## Extrait du texte:
"Officiers, sous-officiers, caporaux et soldats de l’Armée du Mali ; la journée du 1er octobre 1960 fera date dans notre histoire, car elle a vu la naissance de notre Armée nationale.
C’est avec une joie et une fierté bien légitimes que je vous adresse le salut fraternel de celui que le gouvernement a bien voulu désigner pour vous commander.
Je mesure dans toute son ampleur le redoutable honneur qui m’échoit.
Le peuple de la République du Mali et le gouvernement qui en est l’authentique émanation vous font confiance et sont convaincus que par votre tenue, votre discipline, votre dévouement exemplaire et votre sens élevé du devoir, vous serez les dignes héritiers de nos pères, de nos anciens qui nous ont légué tant de traditions d’honneur, de loyauté, de fidélité et d’héroïsme.
Maintenant que vous avez une Armée nationale, un drapeau et une patrie retrouvée à défendre contre les ennemis de l’intérieur et ceux de l’extérieur et, vous saurez, j’en suis persuadé, utiliser pleinement votre bravoure légendaire.
La noble et exaltante mission qui vous incombe exige le don total de soi-même allant jusqu’au sacrifice suprême. L’esprit d’abnégation qui caractérise tous et dont vous avez toujours fait preuve en d’autres circonstances et d’autres lieux, vous le manifesterez ici, sans défaillance pour que la République vive libre et prospère.

## Données fournies:
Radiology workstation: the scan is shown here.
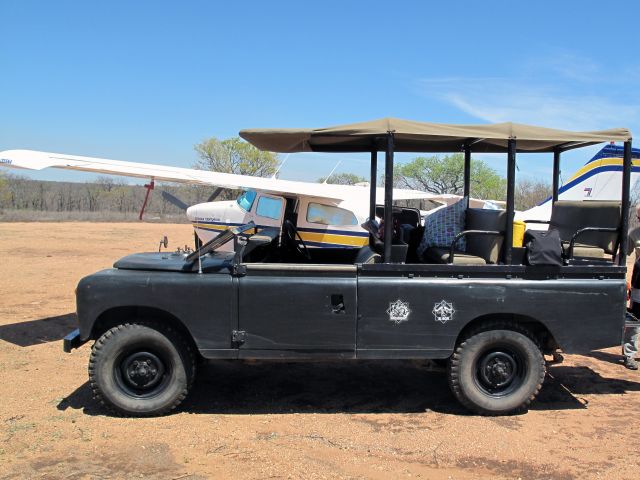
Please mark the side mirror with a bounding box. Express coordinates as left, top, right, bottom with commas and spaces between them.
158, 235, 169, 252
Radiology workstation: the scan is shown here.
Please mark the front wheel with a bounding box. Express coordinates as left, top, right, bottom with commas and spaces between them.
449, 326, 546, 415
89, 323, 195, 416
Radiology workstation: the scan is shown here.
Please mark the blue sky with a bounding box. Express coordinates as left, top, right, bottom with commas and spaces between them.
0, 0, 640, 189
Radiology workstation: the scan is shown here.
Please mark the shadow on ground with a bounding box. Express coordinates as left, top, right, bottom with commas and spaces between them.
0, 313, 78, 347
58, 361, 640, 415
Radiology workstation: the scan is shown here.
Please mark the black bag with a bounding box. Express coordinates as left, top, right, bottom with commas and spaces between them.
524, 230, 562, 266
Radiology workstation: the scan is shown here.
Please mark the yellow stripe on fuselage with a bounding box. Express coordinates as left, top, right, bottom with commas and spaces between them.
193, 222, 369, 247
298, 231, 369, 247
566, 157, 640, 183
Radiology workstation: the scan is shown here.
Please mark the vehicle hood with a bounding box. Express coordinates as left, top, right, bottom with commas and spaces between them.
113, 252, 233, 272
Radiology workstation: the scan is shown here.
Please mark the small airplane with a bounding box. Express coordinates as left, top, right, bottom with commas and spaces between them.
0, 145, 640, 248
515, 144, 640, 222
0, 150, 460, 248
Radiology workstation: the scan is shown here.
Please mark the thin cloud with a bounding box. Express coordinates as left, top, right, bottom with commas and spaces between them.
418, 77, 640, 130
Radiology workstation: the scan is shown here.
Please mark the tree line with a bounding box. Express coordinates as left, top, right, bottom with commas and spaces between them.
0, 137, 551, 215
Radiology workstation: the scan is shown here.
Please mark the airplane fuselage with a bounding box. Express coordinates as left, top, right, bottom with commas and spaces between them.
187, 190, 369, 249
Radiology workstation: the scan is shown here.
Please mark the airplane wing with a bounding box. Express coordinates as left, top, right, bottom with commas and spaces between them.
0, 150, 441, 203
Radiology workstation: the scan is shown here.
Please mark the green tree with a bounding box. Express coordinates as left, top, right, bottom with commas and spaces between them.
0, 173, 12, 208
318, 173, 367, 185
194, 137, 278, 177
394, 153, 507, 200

## Consigne:
Recopiez le passage du discours depuis « Le peuple de » jusqu’à « votre bravoure légendaire. » inclus. Les données constituent un matériau à part, distinct du discours.

## Corrigé:
Le peuple de la République du Mali et le gouvernement qui en est l’authentique émanation vous font confiance et sont convaincus que par votre tenue, votre discipline, votre dévouement exemplaire et votre sens élevé du devoir, vous serez les dignes héritiers de nos pères, de nos anciens qui nous ont légué tant de traditions d’honneur, de loyauté, de fidélité et d’héroïsme.
Maintenant que vous avez une Armée nationale, un drapeau et une patrie retrouvée à défendre contre les ennemis de l’intérieur et ceux de l’extérieur et, vous saurez, j’en suis persuadé, utiliser pleinement votre bravoure légendaire.